23       Nothing in this Agreement restricts or limits the Purchaser's general
         obligation at law to mitigate any loss or damage which it may incur in
         consequence of a matter giving rise to a Claim.
<PAGE>   67
PROCEDURE FOR MAKING A CLAIM

24       If any matter which will or might give rise to a Claim comes to the
         notice of the Purchaser or a Group Company, the following provisions
         shall apply -

         (a)   the Purchaser shall as soon as reasonably possible (and in any
               event within the following 21 days) notify the Warrantor in
               writing of the matter and, at their expense, make available to
               him all information and documents in the possession or under the
               control of the Purchaser or a Group Company in so far as they
               relate to that matter;

         (b)   thereafter the Purchaser shall keep the Warrantor informed of
               all material developments relating thereto;

         (c)   neither the Purchaser nor a Group Company shall make any
               admission of liability or take any other action in connection
               with the matter without  the previous written consent of the
               Warrantor (which shall not be unreasonably delayed or withheld);
               and

         (d)   subject to it being indemnified to its reasonable satisfaction
               against all costs and expenses (including additional Tax) which
               might be incurred by it, the Purchaser and each Group Company
               shall take all such steps as the Warrantor may reasonably
               request to mitigate his liability under the Claim.

         The Purchaser shall procure that each Group Company complies with the
         provisions of this paragraph expressed to be binding on it.

GENERAL

25       No information relating to the Shares or to a Group Company of which
         the Purchaser has actual or constructive knowledge (other than that
         disclosed by the
<PAGE>   68
         Disclosure Letter) and no investigation by or on behalf of the
         Purchaser shall prejudice any claim by the Purchaser under the
         Warranties or operate to reduce any amount recoverable thereunder
         subject to clause 5.3 of the Agreement.

○ ○ ○

- Tasks to complete:
(a) Edit the agreement excerpt by reproducing the portion that opens with the words containing "The Purchaser shall procure" and closes with "of the Agreement.", replacing "Disclosure Letter" with "Disclosure Schedule".
(b) Proceed with the agreement excerpt from the point at which it stops.
The items that come next are taken from a separate source.

○ ○ ○

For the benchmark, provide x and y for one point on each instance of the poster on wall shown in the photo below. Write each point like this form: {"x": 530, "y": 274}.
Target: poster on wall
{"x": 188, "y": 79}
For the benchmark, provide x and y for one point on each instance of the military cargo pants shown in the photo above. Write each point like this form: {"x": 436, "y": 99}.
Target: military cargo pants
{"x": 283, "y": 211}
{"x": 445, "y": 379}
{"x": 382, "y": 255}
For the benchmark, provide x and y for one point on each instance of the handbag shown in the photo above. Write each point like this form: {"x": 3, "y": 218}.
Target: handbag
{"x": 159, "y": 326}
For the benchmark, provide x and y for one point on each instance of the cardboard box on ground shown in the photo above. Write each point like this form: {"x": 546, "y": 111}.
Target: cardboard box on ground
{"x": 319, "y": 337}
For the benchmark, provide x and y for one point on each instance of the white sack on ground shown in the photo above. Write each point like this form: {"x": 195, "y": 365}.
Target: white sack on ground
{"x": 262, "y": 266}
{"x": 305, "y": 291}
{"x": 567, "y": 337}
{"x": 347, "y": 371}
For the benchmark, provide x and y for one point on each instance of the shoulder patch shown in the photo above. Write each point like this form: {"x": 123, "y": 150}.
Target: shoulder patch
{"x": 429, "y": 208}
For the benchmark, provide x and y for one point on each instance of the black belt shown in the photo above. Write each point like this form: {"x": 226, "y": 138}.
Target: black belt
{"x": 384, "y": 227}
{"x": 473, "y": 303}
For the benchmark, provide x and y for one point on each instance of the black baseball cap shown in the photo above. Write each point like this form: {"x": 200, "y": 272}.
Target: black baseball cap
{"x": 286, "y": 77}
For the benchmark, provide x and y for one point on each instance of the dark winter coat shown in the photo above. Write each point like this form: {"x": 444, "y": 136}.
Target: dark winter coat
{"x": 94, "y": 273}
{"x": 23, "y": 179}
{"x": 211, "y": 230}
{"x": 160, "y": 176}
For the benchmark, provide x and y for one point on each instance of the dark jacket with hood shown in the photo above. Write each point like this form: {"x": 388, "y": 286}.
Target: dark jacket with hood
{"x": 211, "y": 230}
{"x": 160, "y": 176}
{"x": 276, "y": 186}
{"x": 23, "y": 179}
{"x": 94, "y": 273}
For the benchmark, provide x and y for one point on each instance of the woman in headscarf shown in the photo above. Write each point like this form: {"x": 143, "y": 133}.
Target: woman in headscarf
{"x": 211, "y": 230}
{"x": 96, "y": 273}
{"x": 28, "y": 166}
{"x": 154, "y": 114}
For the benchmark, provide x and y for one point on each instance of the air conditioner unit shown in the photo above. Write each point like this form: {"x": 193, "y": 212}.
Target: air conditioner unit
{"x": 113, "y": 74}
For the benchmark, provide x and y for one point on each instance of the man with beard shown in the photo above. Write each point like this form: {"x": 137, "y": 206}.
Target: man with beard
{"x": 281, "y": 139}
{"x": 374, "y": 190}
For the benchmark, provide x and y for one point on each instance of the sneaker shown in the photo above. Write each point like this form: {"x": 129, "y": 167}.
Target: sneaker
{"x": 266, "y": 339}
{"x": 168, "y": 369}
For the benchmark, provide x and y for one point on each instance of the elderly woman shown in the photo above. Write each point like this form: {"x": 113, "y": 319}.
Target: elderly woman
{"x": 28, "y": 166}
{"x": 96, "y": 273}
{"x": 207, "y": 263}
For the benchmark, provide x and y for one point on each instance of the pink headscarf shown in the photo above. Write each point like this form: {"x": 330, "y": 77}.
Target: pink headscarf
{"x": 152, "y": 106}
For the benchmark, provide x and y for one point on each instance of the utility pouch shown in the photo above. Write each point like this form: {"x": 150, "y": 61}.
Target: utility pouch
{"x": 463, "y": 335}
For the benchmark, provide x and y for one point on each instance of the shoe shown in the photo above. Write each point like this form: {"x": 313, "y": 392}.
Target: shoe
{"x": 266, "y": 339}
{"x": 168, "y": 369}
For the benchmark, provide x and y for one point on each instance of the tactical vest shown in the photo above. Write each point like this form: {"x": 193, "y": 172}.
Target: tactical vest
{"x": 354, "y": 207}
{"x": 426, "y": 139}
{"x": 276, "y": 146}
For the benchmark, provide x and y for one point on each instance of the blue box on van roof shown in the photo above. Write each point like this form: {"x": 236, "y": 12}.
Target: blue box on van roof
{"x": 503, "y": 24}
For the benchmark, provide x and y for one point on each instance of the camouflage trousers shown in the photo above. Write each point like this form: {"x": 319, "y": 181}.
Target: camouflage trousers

○ ○ ○

- Responses per task:
(a)
The Purchaser shall procure that each Group Company complies with the
         provisions of this paragraph expressed to be binding on it.

GENERAL

25       No information relating to the Shares or to a Group Company of which
         the Purchaser has actual or constructive knowledge (other than that
         disclosed by the
<PAGE>   68
         Disclosure Schedule) and no investigation by or on behalf of the
         Purchaser shall prejudice any claim by the Purchaser under the
         Warranties or operate to reduce any amount recoverable thereunder
         subject to clause 5.3 of the Agreement.

(b)
<PAGE>   69
                                  SCHEDULE  8

                                  COMPETITION

1        The Vendors will not and every Connected Person of his will not -

         (a)   for a period of two years from the date of Completion directly
               or indirectly solicit or entice, or endeavour to solicit or
               entice, away from a Group Company any of its directors or
               employees;

         (b)   for a period of two years from the date of Completion solicit,
               or endeavour to solicit, from any person who at any time within
               18 months before the date of Completion was a customer of a
               Group Company any business of a nature carried on by a Group
               Company at the date of Completion or at any time within two
               years before that date;

         (c)   at any time after Completion disclose or directly or indirectly
               use, or attempt so to use, for any purpose any Confidential
               Information concerning a Group Company or its business or
               affairs of any Group Company, except -

               (i)    to the extent required by law or any Competent Authority;

               (ii)   to its professional advisers under circumstances of
                      confidentiality and only to the extent necessary for any
                      lawful purpose of the Vendors or any of its subsidiaries;
                      or

               (iii)  to the extent that the information is on the date of this
                      Agreement or after that date becomes public knowledge
                      otherwise than through improper disclosure by any person;
                      or
<PAGE>   70
               and for the purposes of this sub-clause 2(c), Confidential
               Information shall mean written information prepared by or
               received by the Vendors prior to the date of this Agreement in
               connection with the business of a Group Company other than any
               books or articles or information prepared or received by the
               Vendors or any know-how acquired by the Vendors before the date
               of this Agreement howsoever received or acquired regarding
               scheduling and capacity planning in so far as such books or
               articles or information were not prepared specifically for
               clients of any Group Company.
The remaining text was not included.